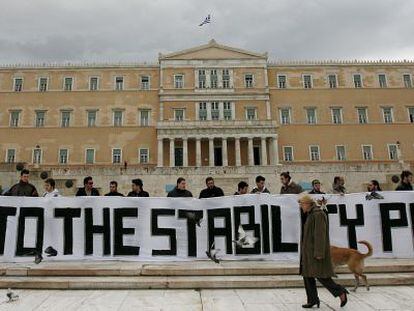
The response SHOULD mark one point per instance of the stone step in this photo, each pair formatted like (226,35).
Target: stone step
(187,282)
(197,268)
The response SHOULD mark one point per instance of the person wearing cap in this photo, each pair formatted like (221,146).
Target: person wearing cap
(137,189)
(316,187)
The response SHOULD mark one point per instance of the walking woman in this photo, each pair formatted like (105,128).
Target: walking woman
(315,257)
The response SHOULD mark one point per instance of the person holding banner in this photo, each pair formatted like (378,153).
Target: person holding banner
(180,190)
(315,256)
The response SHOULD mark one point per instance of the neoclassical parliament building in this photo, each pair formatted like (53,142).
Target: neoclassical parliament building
(209,106)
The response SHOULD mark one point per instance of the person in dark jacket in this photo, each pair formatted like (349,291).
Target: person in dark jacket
(288,186)
(138,189)
(242,188)
(406,181)
(316,187)
(260,186)
(113,190)
(87,189)
(315,255)
(180,190)
(211,191)
(23,188)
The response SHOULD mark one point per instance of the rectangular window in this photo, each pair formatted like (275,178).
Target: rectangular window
(288,153)
(11,156)
(40,118)
(407,81)
(336,115)
(18,84)
(362,115)
(340,153)
(37,156)
(411,114)
(67,84)
(285,116)
(393,152)
(314,153)
(332,81)
(382,80)
(63,156)
(116,156)
(248,80)
(367,152)
(42,84)
(311,115)
(178,81)
(145,83)
(201,79)
(90,156)
(93,83)
(226,78)
(307,81)
(65,119)
(251,114)
(14,118)
(213,79)
(144,117)
(91,118)
(119,83)
(387,113)
(118,117)
(143,155)
(227,111)
(281,81)
(215,112)
(357,81)
(202,111)
(179,114)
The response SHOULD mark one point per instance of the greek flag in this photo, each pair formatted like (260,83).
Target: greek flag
(206,20)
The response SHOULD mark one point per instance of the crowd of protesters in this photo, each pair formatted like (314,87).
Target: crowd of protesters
(24,188)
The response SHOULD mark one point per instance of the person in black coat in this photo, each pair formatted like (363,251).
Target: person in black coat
(87,189)
(211,191)
(138,189)
(113,190)
(180,190)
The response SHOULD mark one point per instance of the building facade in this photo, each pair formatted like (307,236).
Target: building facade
(208,106)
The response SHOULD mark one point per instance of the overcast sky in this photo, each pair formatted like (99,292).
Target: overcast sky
(136,30)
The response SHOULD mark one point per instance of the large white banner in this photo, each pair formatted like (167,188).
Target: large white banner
(158,229)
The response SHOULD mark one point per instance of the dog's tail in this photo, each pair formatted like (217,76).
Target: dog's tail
(369,246)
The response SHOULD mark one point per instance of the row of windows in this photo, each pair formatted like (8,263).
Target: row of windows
(332,81)
(92,118)
(340,152)
(212,78)
(69,83)
(337,115)
(63,156)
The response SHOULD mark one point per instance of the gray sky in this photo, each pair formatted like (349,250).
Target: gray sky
(136,30)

=-=-=

**WHAT IS EXPECTED**
Give every line of the data above as a JSON array of strings, one string per line, with blank lines omitted and the picture left out.

**EXERCISE ANSWER**
[
  "The response SHOULD mark one point per instance of the stone step in this photo, each pair formatted like (226,35).",
  "Target: stone step",
  "(187,282)",
  "(197,268)",
  "The response SHOULD mark one point per instance of the person wearing cap in this photo, each pair formatted like (221,146).",
  "Target: person wearing cap",
  "(137,189)",
  "(316,187)",
  "The response SHOULD mark one point per instance of the walking woman in this photo, each pair formatted like (105,128).",
  "Target: walking woman",
  "(315,257)",
  "The response SHOULD mark one point per instance of the person holding banner in this photo, each pair formatted like (378,153).",
  "Target: person holding banner",
  "(180,190)",
  "(315,256)",
  "The response SHOULD mark one point per instance of the neoclassical parliament building in this photo, each pair formatted like (53,142).",
  "Target: neoclassical parliament building",
  "(209,106)",
  "The response SHOULD mark one point per instance of the person in dark jacket in this photo, each pair formatted like (349,291).",
  "Target: person in dark jacket",
  "(288,186)",
  "(138,189)",
  "(242,188)",
  "(406,181)",
  "(316,187)",
  "(260,186)",
  "(113,190)",
  "(87,189)",
  "(315,255)",
  "(180,190)",
  "(211,191)",
  "(23,188)",
  "The response SHOULD mark one point per instance of the rectangular window in this photo, each pair formatted like (275,178).",
  "Target: rectangular window",
  "(288,153)",
  "(11,156)",
  "(40,118)",
  "(407,81)",
  "(336,115)",
  "(18,84)",
  "(362,115)",
  "(340,153)",
  "(37,156)",
  "(411,114)",
  "(67,84)",
  "(285,116)",
  "(393,152)",
  "(314,153)",
  "(332,81)",
  "(382,80)",
  "(63,156)",
  "(116,156)",
  "(248,80)",
  "(367,152)",
  "(42,84)",
  "(311,115)",
  "(178,81)",
  "(145,83)",
  "(201,79)",
  "(90,156)",
  "(93,83)",
  "(226,78)",
  "(307,81)",
  "(65,119)",
  "(251,114)",
  "(14,118)",
  "(213,79)",
  "(144,117)",
  "(91,118)",
  "(119,83)",
  "(387,113)",
  "(118,117)",
  "(143,155)",
  "(227,111)",
  "(281,81)",
  "(215,112)",
  "(357,81)",
  "(202,111)",
  "(179,114)",
  "The response SHOULD mark one point per instance of the greek flag in this photo, each pair formatted like (260,83).",
  "Target: greek flag",
  "(206,20)",
  "The response SHOULD mark one point per instance of the crowd of protesters in this photo, each pair formatted like (314,87).",
  "Target: crowd of protesters",
  "(24,188)",
  "The response SHOULD mark one point per instance of the person in black coat in this photo, each pair formatted like (363,251).",
  "Target: person in black coat",
  "(87,189)",
  "(211,191)",
  "(138,189)",
  "(113,190)",
  "(180,190)",
  "The response SHOULD mark one point per instance of the building facade in this photo, each pair formatted like (307,236).",
  "Target: building facade",
  "(208,106)",
  "The response SHOULD mark one point per instance of the overcast sky in this photo, each pair formatted like (99,292).",
  "Target: overcast sky",
  "(136,30)",
  "The response SHOULD mark one point per instance of the large white banner in this photo, each pair formatted like (167,188).",
  "Target: large white banner",
  "(158,229)",
  "The response SHOULD mark one point per instance of the dog's tail in this photo, each pair formatted like (217,76).",
  "Target: dog's tail",
  "(369,246)",
  "The response SHOULD mark one point per instance of the row of windows in this photo, each pair formatted like (8,263).",
  "Target: row of windows",
  "(332,81)",
  "(92,118)",
  "(340,152)",
  "(212,78)",
  "(69,83)",
  "(337,115)",
  "(63,156)",
  "The response SHOULD mark one point per instance of the gray sky in this photo, each pair formatted like (349,250).",
  "Target: gray sky",
  "(136,30)"
]